- _Given problem 1_:
Which online services or platforms does the essay on long-term focus in media mention by name?
- _Given problem 2_:
From the essay on long-term focus in media, write out word for word the part that opens with the words containing "But the problem" and closes with "to the side.".

-------- Quoted passage

This rule about long-term focus applies to traditional media, I think, in these times of change, because we’re on a path illuminated not by short-term fads but by long-term trends. It’s vitally more important, therefore, that we always act on behalf of those trends but always question the short term whirligigs that come along every day. I learned in the Coast Guard that the way to avoid sea sickness in rough weather is to keep your focus on the horizon, not on the waves or the view that keeps rising and falling. That’s good advice in any time of change.

But the problem is that many can’t see the horizon. We’ve either got our heads down, buried in day-to-day operations, or we’re trying to make ends meet. The horizon, however — our destination point — is what we need most, because if we can see the goal, we can create the processes needed to get us there. This does require, however, fixating our gaze forward instead of down or to the side.

Take, for example, Twitter. To properly view this wonderful notification system, we must begin with AOL. In fact, you’ll always be safe if AOL sits in the back of your mind as a red flag. AOL was training wheels for the Web, but it was its walled garden approach — building a web within the Web — that eventually spelled trouble, the same kind of trouble that Twitter, Facebook and other proprietary, closed systems provide today. What are the broader strokes that Twitter is providing? This is the important question.

This is why AR&D is writing a new book, 2015: The Future of Local Media. Nobody who reads this newsletter regularly will be surprised by anything in the book, because the book merely advances our vision. In the interim — and in the name of our long-term glasses — I thought I’d publish a list of five of the broad trends that we’re following. We’re all just overwhelmed with options these days, so use this list as a filter to keep yourself focused on what’s really important for tomorrow.

  1. The shift to real time news and information. Dave Winer wrote recently that Twitter is a dress rehearsal for what’s coming, and I think that’s true. During my interview with Kevin Kelly for the book, he noted that THE most important trend to follow is the move from a static Web to “the real time flows and streams” inherent in the living or “Live” Web. Let’s not think of real time as necessarily replacing that which is “finished, vetted and complete,” but rather as a new entity that is evolving before our eyes. Journalists must consider a commitment to real time as a part of doing their jobs, because the stream is the process of gathering news itself. It’s also important to understand that the stream is bigger than anything we put into it. Monetizing the stream, we believe, will come from curating the fire hose for individual consumption and from organizing separate streams from merchants wishing to get messages out to existing or potential customers.

----------------
-------- Data section

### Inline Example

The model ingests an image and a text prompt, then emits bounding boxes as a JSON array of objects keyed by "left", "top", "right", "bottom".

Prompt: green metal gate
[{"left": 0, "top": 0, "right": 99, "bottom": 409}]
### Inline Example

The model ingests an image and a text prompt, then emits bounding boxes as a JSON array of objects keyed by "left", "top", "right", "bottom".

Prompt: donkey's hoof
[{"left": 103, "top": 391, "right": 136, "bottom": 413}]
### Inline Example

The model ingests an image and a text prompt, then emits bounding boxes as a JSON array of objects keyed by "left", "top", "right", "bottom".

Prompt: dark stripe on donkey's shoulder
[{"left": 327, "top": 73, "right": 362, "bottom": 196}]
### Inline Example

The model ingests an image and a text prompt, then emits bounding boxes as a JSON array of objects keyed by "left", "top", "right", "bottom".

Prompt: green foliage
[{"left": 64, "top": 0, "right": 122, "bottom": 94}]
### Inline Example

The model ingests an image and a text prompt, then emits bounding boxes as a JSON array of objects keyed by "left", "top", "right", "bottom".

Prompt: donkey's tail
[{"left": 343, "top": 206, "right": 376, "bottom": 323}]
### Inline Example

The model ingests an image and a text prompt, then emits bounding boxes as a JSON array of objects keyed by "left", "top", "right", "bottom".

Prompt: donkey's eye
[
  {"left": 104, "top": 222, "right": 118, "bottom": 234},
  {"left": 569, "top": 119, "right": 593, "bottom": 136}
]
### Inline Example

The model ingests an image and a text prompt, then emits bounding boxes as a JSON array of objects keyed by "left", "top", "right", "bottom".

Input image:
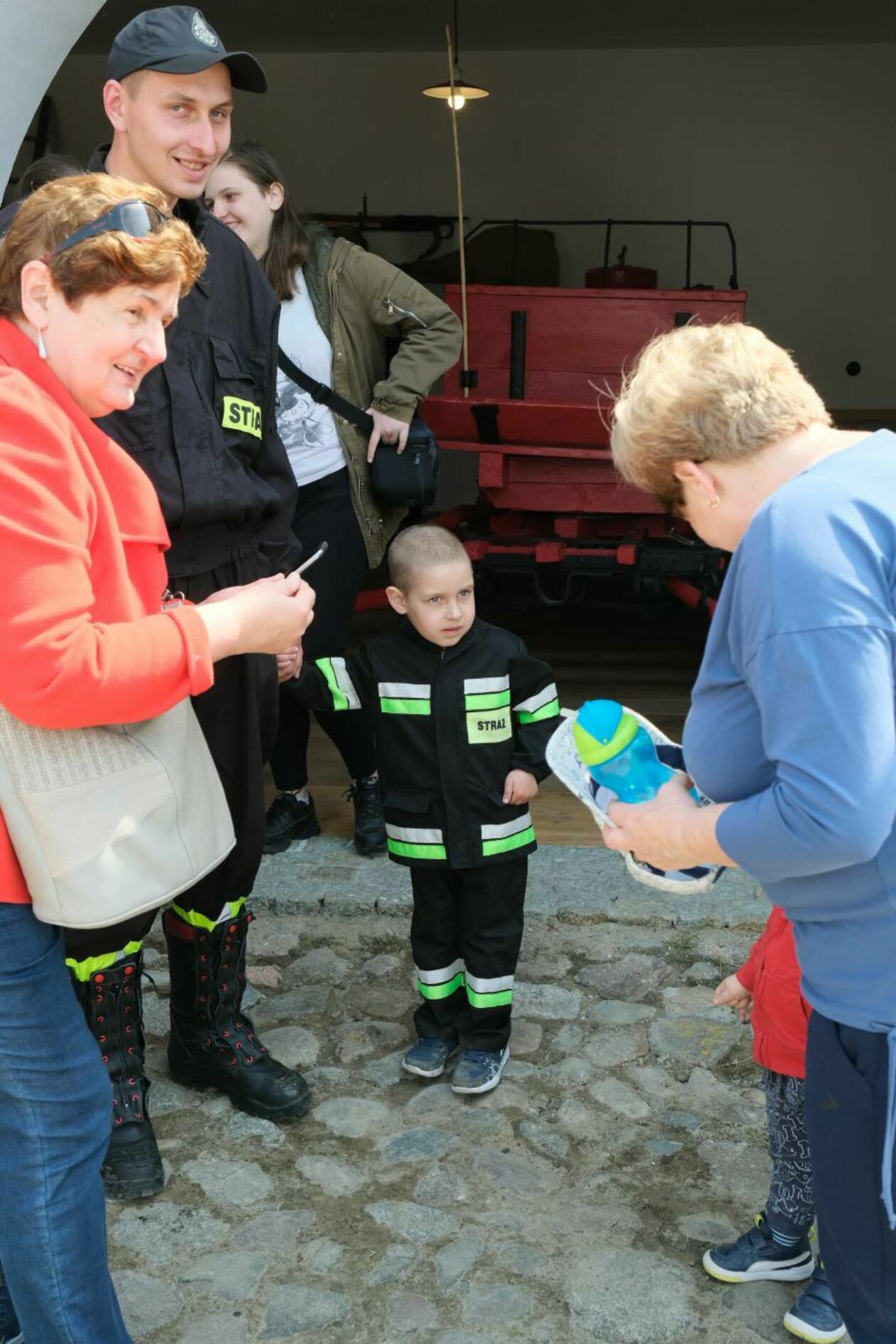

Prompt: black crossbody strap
[{"left": 277, "top": 345, "right": 373, "bottom": 435}]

----------------

- _Task answer 1_:
Twitter, AOL, Facebook

- _Task answer 2_:
But the problem is that many can’t see the horizon. We’ve either got our heads down, buried in day-to-day operations, or we’re trying to make ends meet. The horizon, however — our destination point — is what we need most, because if we can see the goal, we can create the processes needed to get us there. This does require, however, fixating our gaze forward instead of down or to the side.